TASK OBJECTIVE: Reproduce the stretch from "Nyquist's $140,000 yearling" through "the road now." in the stallion commentary, word for word.

Here's a horse back on the move, with his incoming juveniles sired at $75,000–up from $40,000, a response to the freshman title he won in 2020. He then had to be throttled back to $55,000 after hitting a flat spot the following year, mustering a solitary graded stakes winner, but that is now turning out to have been a blip.

Nyquist | Sarah Andrew

This year he came up with his third and fourth Grade I winners, and was denied a fifth in poignant circumstances, as sire of New York Thunder. Into their slipstream followed a bunch of juveniles that showed both the precocity to win at Royal Ascot (Crimson Advocate) and the flair to put themselves on the dirt Classic radar (Nysos, Knighstbridge). Nysos looks a pretty freakish talent and we know that his sire stretched his own juvenile speed when and where it counted, on the first Saturday in May.

Nyquist's $140,000 yearling median in 2023 needs to keep progressing, to justify his new fee, but hopefully that process is well underway (median was $110,000 in 2022, and average meanwhile markedly up at $192,749 from $148,275). He remained fully subscribed during his couple of years regrouping at $55,000, so there's unlikely to be any kind of bump in the road now.

The one he endured in his second year has certainly levelled off, so that even though he emerged in the same intake as Not This Time, he's faring pretty respectably even against that monster talent. Nyquist can't match his ratios for winners in each category, but in black-type, graded stakes and Grade I performers there's not much between them: 12.7, 6.7 and 1.8 percent of named foals for Not This Time and 12.1, 6.5 and 2.3 percent for Nyquist. True, Not This Time must have had lesser materials with which to make his name, but he's now at a fee altitude that requires oxygen masks, whereas Nyquist is still hauling his way up the rope behind him.

Gold Medal: CONSTITUTION
Tapit–Baffled (Distorted Humor)
$110,000, WinStar

This horse is at an interesting crossroads. His incoming juveniles were conceived at $85,000, the sophomores at $40,000, and his 4-year-olds at just $15,000. From 48 starters last year, even this latter group came close to a Grade I score through Webslinger, beaten a head in the Saratoga Derby and a neck in the Hollywood Derby.

MATERIAL SUPPLIED:
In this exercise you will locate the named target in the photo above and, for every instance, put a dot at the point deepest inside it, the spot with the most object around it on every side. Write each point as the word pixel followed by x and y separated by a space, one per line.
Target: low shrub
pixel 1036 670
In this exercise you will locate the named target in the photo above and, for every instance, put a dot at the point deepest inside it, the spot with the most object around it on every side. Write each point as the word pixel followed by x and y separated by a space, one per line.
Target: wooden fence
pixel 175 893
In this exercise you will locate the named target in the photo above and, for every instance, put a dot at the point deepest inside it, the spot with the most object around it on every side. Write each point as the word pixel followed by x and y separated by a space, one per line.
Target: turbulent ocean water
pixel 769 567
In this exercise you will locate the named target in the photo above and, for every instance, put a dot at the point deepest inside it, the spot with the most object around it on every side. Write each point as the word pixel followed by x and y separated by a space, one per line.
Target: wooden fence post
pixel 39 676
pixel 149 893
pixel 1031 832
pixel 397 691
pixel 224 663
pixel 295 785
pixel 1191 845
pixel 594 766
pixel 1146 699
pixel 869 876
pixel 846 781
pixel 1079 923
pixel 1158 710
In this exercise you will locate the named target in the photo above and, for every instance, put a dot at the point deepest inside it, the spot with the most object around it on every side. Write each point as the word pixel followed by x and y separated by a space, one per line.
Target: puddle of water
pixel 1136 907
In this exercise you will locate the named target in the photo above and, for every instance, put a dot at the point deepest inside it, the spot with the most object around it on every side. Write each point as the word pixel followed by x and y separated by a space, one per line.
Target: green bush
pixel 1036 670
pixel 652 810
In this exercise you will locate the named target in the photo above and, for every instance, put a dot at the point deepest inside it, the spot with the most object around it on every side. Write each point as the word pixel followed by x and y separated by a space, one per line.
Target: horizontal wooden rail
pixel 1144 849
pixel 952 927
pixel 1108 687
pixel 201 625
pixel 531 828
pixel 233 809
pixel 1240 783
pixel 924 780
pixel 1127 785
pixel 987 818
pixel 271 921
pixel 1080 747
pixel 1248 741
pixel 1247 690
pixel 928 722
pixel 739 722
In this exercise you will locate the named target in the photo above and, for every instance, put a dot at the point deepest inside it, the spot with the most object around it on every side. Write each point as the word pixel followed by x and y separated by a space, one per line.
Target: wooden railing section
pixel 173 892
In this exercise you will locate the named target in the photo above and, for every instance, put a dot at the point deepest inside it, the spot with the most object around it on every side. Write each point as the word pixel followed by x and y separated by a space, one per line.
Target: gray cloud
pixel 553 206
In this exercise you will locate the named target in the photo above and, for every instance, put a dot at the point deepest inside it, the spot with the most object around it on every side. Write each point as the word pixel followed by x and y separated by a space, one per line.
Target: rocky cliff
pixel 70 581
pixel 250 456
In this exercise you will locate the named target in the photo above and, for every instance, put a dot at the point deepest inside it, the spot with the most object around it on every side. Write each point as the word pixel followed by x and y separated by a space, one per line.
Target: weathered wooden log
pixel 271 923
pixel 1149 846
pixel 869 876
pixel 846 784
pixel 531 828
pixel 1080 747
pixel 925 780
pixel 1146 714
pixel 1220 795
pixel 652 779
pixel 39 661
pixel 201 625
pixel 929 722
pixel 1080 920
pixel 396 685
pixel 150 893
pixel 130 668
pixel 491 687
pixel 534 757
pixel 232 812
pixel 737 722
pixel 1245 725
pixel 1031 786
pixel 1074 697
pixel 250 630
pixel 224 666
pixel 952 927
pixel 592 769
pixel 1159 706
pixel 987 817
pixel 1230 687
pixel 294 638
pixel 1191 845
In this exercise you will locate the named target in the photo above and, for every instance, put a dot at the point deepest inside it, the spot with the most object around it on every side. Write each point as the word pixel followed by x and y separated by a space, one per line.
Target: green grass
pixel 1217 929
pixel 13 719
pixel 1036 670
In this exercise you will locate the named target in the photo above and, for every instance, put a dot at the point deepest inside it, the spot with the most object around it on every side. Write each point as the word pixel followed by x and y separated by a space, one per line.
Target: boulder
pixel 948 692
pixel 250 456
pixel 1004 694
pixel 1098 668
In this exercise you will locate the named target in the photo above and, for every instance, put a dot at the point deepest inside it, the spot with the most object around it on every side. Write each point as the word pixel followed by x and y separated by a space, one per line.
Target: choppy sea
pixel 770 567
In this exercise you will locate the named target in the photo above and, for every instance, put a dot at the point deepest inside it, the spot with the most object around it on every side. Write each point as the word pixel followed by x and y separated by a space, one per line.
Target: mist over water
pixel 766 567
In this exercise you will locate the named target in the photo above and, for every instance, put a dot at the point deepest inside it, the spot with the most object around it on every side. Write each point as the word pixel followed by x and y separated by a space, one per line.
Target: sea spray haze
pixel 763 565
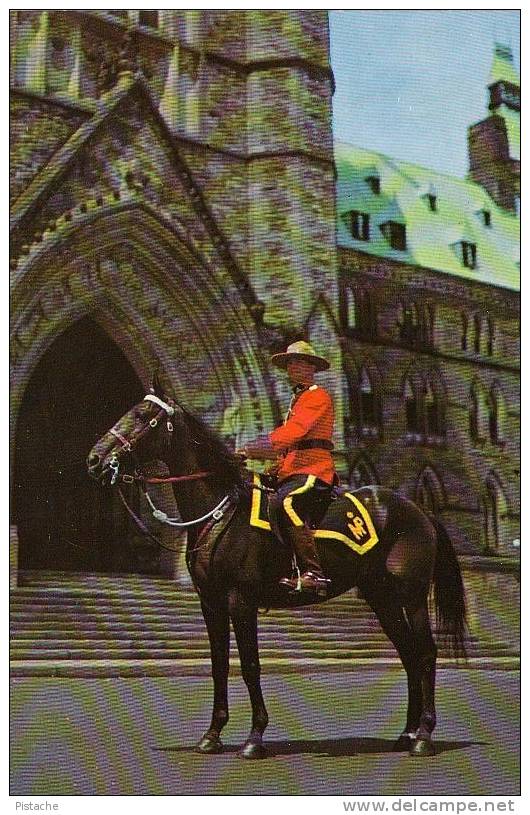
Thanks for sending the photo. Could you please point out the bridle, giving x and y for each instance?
(128, 446)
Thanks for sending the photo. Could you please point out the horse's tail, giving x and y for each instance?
(448, 592)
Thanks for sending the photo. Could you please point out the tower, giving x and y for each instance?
(494, 143)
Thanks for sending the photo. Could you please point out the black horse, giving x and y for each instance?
(235, 567)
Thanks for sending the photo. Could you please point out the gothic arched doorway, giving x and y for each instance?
(81, 386)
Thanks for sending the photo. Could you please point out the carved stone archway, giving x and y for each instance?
(162, 302)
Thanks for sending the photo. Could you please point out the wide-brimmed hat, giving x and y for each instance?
(300, 350)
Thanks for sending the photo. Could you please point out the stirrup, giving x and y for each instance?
(318, 588)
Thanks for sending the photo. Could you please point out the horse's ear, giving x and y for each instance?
(161, 384)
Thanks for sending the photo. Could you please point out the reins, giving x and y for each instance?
(213, 516)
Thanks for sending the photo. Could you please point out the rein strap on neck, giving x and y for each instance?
(150, 397)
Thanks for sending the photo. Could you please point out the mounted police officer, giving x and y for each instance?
(305, 470)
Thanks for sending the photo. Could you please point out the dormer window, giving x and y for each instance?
(469, 254)
(431, 201)
(359, 224)
(396, 235)
(485, 216)
(148, 18)
(374, 182)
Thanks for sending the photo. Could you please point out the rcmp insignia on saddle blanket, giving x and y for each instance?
(346, 520)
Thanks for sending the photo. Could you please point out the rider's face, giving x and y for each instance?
(300, 371)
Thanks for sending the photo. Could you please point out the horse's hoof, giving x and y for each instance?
(209, 745)
(422, 747)
(403, 744)
(252, 750)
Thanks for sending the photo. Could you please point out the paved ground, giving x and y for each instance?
(330, 734)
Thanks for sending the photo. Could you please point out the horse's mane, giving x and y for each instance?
(212, 451)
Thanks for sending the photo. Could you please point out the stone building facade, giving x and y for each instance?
(172, 185)
(173, 181)
(429, 278)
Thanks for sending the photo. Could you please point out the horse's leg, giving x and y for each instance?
(395, 623)
(418, 615)
(218, 624)
(245, 622)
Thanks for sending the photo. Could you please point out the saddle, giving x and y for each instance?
(346, 519)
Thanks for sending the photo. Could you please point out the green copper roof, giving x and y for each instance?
(513, 129)
(502, 67)
(433, 238)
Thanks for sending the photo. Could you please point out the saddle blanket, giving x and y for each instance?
(346, 520)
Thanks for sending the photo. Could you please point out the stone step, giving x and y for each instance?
(176, 632)
(129, 618)
(106, 668)
(143, 618)
(187, 652)
(154, 650)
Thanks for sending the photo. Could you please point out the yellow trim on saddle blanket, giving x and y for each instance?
(360, 525)
(288, 501)
(358, 529)
(255, 508)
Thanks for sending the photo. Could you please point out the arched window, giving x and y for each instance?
(367, 402)
(494, 509)
(463, 336)
(434, 405)
(478, 413)
(496, 414)
(490, 337)
(431, 411)
(412, 409)
(351, 308)
(477, 333)
(429, 491)
(409, 323)
(473, 414)
(367, 408)
(366, 315)
(362, 473)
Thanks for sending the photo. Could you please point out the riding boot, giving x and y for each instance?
(312, 580)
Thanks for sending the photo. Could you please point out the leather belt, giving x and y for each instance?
(312, 444)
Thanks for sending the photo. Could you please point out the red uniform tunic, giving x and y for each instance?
(310, 417)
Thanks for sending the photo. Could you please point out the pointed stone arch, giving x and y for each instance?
(163, 303)
(161, 297)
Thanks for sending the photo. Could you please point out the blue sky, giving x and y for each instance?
(409, 83)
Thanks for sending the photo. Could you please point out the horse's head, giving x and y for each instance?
(142, 434)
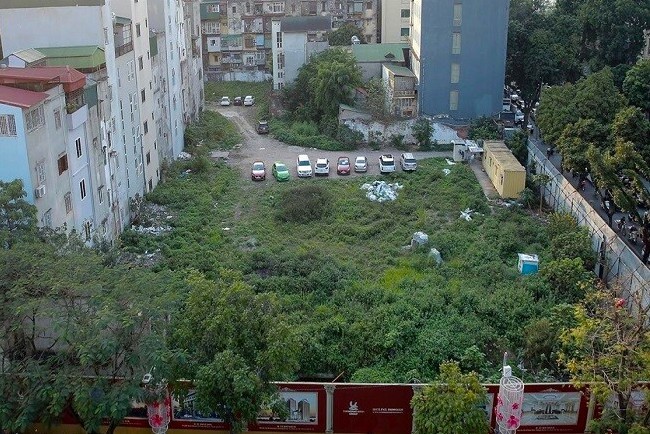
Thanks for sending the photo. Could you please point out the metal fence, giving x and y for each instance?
(617, 262)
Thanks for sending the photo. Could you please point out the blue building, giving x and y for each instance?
(458, 54)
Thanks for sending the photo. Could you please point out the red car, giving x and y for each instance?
(343, 166)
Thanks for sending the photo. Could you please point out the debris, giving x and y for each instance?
(467, 214)
(435, 254)
(380, 191)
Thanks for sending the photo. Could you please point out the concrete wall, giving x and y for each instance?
(483, 31)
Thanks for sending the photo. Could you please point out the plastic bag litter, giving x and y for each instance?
(380, 191)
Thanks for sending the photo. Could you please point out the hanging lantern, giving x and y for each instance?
(509, 400)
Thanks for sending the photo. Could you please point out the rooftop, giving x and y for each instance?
(306, 24)
(379, 52)
(80, 57)
(20, 97)
(70, 78)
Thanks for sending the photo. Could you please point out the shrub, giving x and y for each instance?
(304, 204)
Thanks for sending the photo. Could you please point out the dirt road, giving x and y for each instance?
(265, 148)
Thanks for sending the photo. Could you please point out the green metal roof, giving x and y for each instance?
(402, 71)
(79, 57)
(379, 52)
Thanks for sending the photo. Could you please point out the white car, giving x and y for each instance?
(361, 164)
(322, 167)
(408, 162)
(386, 163)
(303, 166)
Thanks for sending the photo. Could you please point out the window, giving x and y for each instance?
(82, 188)
(77, 144)
(40, 173)
(57, 119)
(455, 43)
(453, 100)
(34, 118)
(458, 14)
(7, 125)
(67, 199)
(455, 72)
(62, 163)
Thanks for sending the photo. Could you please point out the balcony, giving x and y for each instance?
(123, 49)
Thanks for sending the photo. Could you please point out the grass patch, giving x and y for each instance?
(360, 300)
(212, 131)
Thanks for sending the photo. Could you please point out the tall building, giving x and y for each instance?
(238, 34)
(112, 43)
(394, 21)
(458, 55)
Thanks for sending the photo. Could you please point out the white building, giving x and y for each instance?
(295, 40)
(395, 21)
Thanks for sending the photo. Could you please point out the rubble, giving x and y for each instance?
(381, 191)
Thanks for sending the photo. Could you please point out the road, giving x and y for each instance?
(591, 195)
(256, 147)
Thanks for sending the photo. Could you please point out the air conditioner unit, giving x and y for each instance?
(40, 191)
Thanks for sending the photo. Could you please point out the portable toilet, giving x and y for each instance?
(528, 264)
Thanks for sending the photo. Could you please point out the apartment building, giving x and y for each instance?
(296, 39)
(123, 128)
(458, 55)
(394, 21)
(238, 35)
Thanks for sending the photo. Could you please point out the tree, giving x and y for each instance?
(452, 405)
(636, 85)
(343, 35)
(607, 348)
(17, 216)
(376, 101)
(235, 342)
(422, 130)
(76, 335)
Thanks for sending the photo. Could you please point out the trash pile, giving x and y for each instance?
(381, 191)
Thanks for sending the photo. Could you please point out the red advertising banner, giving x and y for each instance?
(376, 409)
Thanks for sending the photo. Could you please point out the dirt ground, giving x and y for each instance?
(256, 147)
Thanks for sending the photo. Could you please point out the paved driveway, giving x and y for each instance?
(265, 148)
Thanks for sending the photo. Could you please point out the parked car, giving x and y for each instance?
(343, 166)
(262, 127)
(361, 164)
(258, 171)
(408, 162)
(322, 167)
(303, 166)
(280, 171)
(386, 163)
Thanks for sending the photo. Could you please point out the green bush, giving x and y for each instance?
(304, 204)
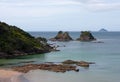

WRITTEN SOLUTION:
Nyquist's $140,000 yearling median in 2023 needs to keep progressing, to justify his new fee, but hopefully that process is well underway (median was $110,000 in 2022, and average meanwhile markedly up at $192,749 from $148,275). He remained fully subscribed during his couple of years regrouping at $55,000, so there's unlikely to be any kind of bump in the road now.